Although MCG data of 21 subjects were analyzed in this study, single beat extraction of HBS could be achieved only in 19/21 subjects using the proposed method due to very high level of atrial ramps in the other two subjects. It could be noticed from the Table that SNR of the as‐presented signal‐averaged MCG trace was already adequate (~15–20 dB) for HBS, but with significant dominance of atrial activity seen from SNR at P wave. This was drastically reduced by the proposed method even in a single cardiac beat. Similarly, the observations of higher values of SER at HBS frequency and low SER values at P wave and at noise frequencies further endorsed the fact the prominence of HBS alone was facilitated in the PR interval by the proposed IDWT‐SSP method.

3.3. Results on the application of the method to stress MCG

Figure 9 features the application of the proposed method to MCG measured on a healthy subject during a moderate stress condition, characterized by beat‐by‐beat autonomic variations in the heart rate. Figure 9a shows heart rate variations plotted against the beat numbers. A gradual increase in the heart rate commensurate with physical stress causing fluctuations from a normal resting state ~80 beats per minute (bpm) to a maximum of 120 bpm and back to ~80 bpm is shown. The beat numbers (epochs) were classified into six analysis bins each of 30 beats in length. Signal‐averaged epochs (of PR interval) in each analysis bin are shown in Figure 9b in the order from top to bottom (representing bins 1 to 6). The averaged traces show an inverted P wave with short PR segments (the portion of the PR interval after the P wave offset) with bumps attributed to HBS identified based on criteria described earlier with reference to signal registration in multiple channels (Sengottuvel et al., 2017). Due to the relative constancy of HV interval irrespective of the autonomic variations, the averaged traces show the portion of the PR segment containing the bump (H) to be temporally stable about the QRS‐onset (~39 ms). The phase shift in the P waves of the averaged traces was attributed to the cardiac dynamics imposed by autonomic influences (Senthilnathan et al., 2012). The fall in SNR of the averaged traces in the analysis bins 2, 3, 4, and 5 was due to the significant influence of heart rate variations and the measurement noise imposed by the physical action of the subject. The contour maps generated on each analysis bin using the proposed method for extracting HBS are shown in Figure 9c–h. Consistent with the observation on the averaged traces of each bin, the contour maps show the HBS as red aligned patches which are easily traceable except for Figure 9e,f, where the noise levels are too high, limiting the visibility of HBS using the proposed method. The visualization provided by this method highlighted the possibility of beat‐by‐beat analysis of His bundle signals (as ordered features), especially in Figure 9c,h.

- **Work task 1**:
Reproduce the stretch of the MCG passage from "Although MCG data" through "proposed IDWT‐SSP method.".
- **Work task 2**:
Please answer these questions using the MCG passage:
(a) In how many of the analyzed subjects could single beat extraction of HBS be achieved?
(b) How many beats long was each analysis bin?
(c) What maximum heart rate was reached during the stress condition?
- **Work task 3**:
Continue the MCG passage, starting after its last sentence.

(Point-per-instance localization data)

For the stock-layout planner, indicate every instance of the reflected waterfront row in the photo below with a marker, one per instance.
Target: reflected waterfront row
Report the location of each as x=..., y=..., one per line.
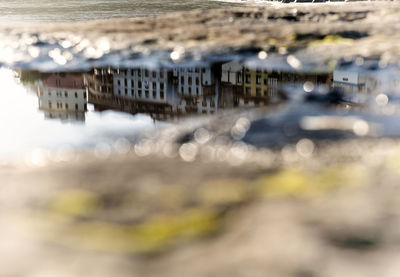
x=168, y=93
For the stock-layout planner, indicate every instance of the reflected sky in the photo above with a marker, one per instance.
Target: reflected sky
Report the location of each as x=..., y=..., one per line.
x=81, y=10
x=24, y=128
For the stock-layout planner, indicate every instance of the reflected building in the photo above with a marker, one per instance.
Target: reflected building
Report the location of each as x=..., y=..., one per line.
x=161, y=93
x=62, y=96
x=197, y=88
x=134, y=90
x=167, y=93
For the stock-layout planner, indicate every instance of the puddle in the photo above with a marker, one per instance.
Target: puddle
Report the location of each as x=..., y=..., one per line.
x=282, y=99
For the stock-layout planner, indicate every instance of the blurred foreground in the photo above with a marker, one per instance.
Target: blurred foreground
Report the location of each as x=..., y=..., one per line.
x=254, y=142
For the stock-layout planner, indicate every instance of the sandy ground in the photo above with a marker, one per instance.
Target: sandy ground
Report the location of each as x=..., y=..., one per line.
x=329, y=213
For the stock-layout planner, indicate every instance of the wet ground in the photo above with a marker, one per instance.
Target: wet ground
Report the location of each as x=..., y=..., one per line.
x=266, y=155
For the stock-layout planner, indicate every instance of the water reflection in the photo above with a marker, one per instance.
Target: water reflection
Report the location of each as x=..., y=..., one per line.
x=63, y=96
x=176, y=91
x=173, y=92
x=354, y=98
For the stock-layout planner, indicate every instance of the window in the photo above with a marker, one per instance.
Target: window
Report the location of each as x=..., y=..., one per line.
x=248, y=92
x=258, y=79
x=239, y=77
x=248, y=78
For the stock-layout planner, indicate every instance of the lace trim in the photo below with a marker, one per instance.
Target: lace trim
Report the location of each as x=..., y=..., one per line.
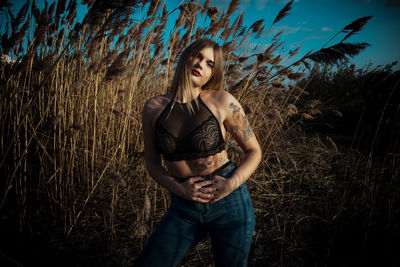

- **Answer 1**:
Although MCG data of 21 subjects were analyzed in this study, single beat extraction of HBS could be achieved only in 19/21 subjects using the proposed method due to very high level of atrial ramps in the other two subjects. It could be noticed from the Table that SNR of the as‐presented signal‐averaged MCG trace was already adequate (~15–20 dB) for HBS, but with significant dominance of atrial activity seen from SNR at P wave. This was drastically reduced by the proposed method even in a single cardiac beat. Similarly, the observations of higher values of SER at HBS frequency and low SER values at P wave and at noise frequencies further endorsed the fact the prominence of HBS alone was facilitated in the PR interval by the proposed IDWT‐SSP method.

- **Answer 2**:
(a) 19 of the 21 subjects
(b) 30 beats
(c) 120 bpm

- **Answer 3**:
FIGURE 9.

FIGURE 9

Performance of the proposed method in stress MCG (a) Heart rate variations exhibiting a large extent of autonomic variations across the beat numbers, demarcated by analysis bins of 30 beats each (b) Signal‐averaged beats of each bin are shown in the order top to bottom trace. (c–h) Inter‐beat contours of the bins (1)–(6) using the proposed method. Arrows indicate traceable HBS in the contours.

3.4. Results on the statistical analysis on HV interval

The Spearman's rank correlation coefficient (ρ) on the inter‐observer variability of HV intervals was computed using Equation (5) to be 0.7966 for observer 1 and 0.776 for observer 2, and their agreements with our reference measurement were statistically significant with p value <.00065 for both the cases. Figure 10 shows the plot on Bland–Altman analysis performed on the differences of HV intervals by the two independent observers. As could be seen from the figure, the mean differences are 1.7 and 1.43 ms, respectively, for observer 1 and 2. The upper and lower limits of agreement at ±1.96 times standard deviation are calculated as −9 to 12 ms for observer 1 and −7 to 10 ms for observer 2. Hence, the overall mean of the limits of agreement is −8 to 11 ms, and these figures indicate that there is no significant difference in HV values across the observers, validating the analysis presented here on further extracting the HBS in a beat‐by‐beat manner.

FIGURE 10.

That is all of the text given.